__PROVIDED TEXT__:
⟨

The Remington Barouche carried numerous dignitaries, including Prince Philip and Prince Andrew, Prime Minister Pierre Trudeau, Alberta premiers Ralph Klein and Peter Lougheed, Governor General of Canada Madame Sauve', Mormon President Kimball & President Benson of the LDS Church.

Abraham Lincoln owned an identical barouche while he was president of the United States.

When the Prime Minister of Canada, Diefenbaker went 'Out West' during his sojourn, as Prime Minister his day ride was a Remington Barouche carriage.

The Five Glass Landau Coach, made by James Cunningham, Son and Company, Rochester, New York, circa 1890.

In the early 1970s, while Don Remington was visiting England, he came across a man named Colonel Graville Williams who sold him the carriage BBreak by Holland & Holland, London.

Remington's Royal Hansom Cab #4212 Made by Forder & Company Limited, Wolverhampton, England Circa 1870.

==The famous Concord coach==
Concord Wells Fargo Remington Collection...
Concord Stagecoach Wells Fargo

Another Concord in the collection is an original Buffalo Bill's Stages North Platte Nebraska stagecoach.

==Notables in the Remington Collection==
The Wells Fargo & Co. Yellowstone Wagon, made by Abbot-Downing Company, Concord, New Hampshire, circa 1886. This carriage was later used as a touring wagon in Yellowstone National Park. When Don Remington set about restoring the wagon, they found the original Wells Fargo & Co. lettering on each side.

== Hollywood and The Remington Collection ==
The popular Fox television show The Simpsons episode 17 of the 17th season, "Kiss Kiss, Bang Bangalore", features sisters Patty and Selma kidnapping Richard Dean Anderson, the actor who played action hero in their favorite TV show MacGyver. Selma and Patty show Dean vacation slide shows including various carriages from the Remington Carriage Museum with a front image of Patty and Selma standing next to a bronze statue of the museum's visionary, Don Remington.

Hollywood has made the covered wagon and stagecoach icons of the idealized Old West, and the Remington Carriage Museum has both, including coaches used in past and present Hollywood productions. Visitors can climb aboard the stagecoach used by Jackie Chan in Disney's Shanghai Noon and by Tom Selleck in Crossfire Trail.

The Fay Wray Fountain Memorial is located one block from the Remington Carriage Museum. Fay Wray rose to fame as the dame in distress in the immortal 1933 film King Kong. When Fay Wray returned to Cardston in 1967, she rode in a Remington Concord Stagecoach. Cowboy Country Television profiled Don Remington, season 4 episode 12.

==Horses and The Remington Collection==
The story of 19th century transportation would be incomplete without the horse, and the museum's herd of Clydesdales, Quarter Horses and Canadians are a major feature of daily programs. An elegant equestrian eventing program is also featured at the museum, demonstrating the skill and protocol of competitive driving horses in harness. Each horse breed is selected to support the ride program at the museum.

The Clydesdale breed is a widely recognized draft horse used in teams of two, three or four to pull large vehicles seating up to 18 passengers. This breed is known famously as the Budweiser Clydesdale horses.

The American Quarter Horse is bred for speed and for distance, up to a quarter mile, and they are well suited to pulling wagons, buggies and sleighs.

The Canadian Horse was bred from horses shipped to Quebec from France in 1665. Their stamina and quiet temperament make this breed a perfect choice for carriage work.

Pairs of Quarter Horses and Canadians are used at the museum to pull smaller carriages up to six people.

Tack is also an important part of the carriage,
Don Remington made thousands of unique one of a kind tack...

The Remington Carriage Museum is part of a network of historic sites and museums in Alberta which include Head-Smashed-In Buffalo Jump, a UNESCO World Heritage Site and the Frank Slide Centre. The museum is open year-round, 7 days a week. Cardston is also home to the first Mormon LDS temple built outside the United States.

==Affiliations==
The museum is affiliated with CMA, CHIN, and Virtual Museum of Canada.

⟩

Region pointing items:
⟨

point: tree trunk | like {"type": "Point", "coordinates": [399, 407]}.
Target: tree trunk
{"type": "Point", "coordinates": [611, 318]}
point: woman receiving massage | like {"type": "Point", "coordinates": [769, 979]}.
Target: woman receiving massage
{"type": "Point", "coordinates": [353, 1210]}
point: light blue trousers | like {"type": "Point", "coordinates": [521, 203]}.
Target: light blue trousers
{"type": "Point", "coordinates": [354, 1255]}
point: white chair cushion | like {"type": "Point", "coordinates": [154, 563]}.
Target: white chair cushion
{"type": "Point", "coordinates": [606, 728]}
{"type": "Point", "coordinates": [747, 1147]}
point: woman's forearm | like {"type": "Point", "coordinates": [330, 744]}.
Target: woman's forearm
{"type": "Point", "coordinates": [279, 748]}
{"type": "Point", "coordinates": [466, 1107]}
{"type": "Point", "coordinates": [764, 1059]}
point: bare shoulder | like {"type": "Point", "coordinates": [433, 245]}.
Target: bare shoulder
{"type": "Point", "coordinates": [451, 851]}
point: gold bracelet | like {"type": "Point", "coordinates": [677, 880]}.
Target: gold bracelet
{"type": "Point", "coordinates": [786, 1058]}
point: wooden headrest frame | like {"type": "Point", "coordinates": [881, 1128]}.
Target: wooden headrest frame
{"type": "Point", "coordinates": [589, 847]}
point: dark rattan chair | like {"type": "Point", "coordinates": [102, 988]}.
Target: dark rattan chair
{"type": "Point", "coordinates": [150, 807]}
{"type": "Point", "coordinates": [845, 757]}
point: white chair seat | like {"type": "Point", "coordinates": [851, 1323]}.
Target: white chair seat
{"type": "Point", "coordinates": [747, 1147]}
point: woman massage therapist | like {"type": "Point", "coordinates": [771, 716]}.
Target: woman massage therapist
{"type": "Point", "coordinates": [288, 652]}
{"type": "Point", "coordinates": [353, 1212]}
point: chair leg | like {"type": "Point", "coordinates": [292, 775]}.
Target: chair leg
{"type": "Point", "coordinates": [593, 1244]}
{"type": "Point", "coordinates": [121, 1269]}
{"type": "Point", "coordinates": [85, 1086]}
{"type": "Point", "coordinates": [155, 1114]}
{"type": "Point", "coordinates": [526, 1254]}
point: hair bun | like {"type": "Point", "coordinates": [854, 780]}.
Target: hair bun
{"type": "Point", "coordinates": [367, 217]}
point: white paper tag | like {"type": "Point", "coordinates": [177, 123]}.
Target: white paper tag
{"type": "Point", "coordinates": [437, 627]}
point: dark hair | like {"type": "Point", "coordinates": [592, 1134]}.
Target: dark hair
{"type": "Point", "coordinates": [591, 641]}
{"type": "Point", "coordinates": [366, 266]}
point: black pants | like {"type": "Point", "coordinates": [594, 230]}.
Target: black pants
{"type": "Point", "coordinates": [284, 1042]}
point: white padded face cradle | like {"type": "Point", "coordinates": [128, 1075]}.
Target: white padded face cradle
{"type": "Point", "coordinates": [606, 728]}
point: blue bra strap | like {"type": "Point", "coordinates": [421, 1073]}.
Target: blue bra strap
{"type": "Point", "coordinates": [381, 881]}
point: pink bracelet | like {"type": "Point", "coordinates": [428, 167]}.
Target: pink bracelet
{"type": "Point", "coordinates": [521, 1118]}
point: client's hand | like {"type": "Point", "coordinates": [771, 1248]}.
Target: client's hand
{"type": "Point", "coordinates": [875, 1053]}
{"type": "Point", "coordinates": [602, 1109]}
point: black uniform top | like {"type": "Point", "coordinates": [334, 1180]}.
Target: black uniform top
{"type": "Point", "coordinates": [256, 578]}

⟩

__REQUIRED ACTION__:
According to the carriage museum text, from which country were the horses that the Canadian Horse was bred from shipped to Quebec, and in what year?

__SOLVED EXERCISE__:
France, in 1665.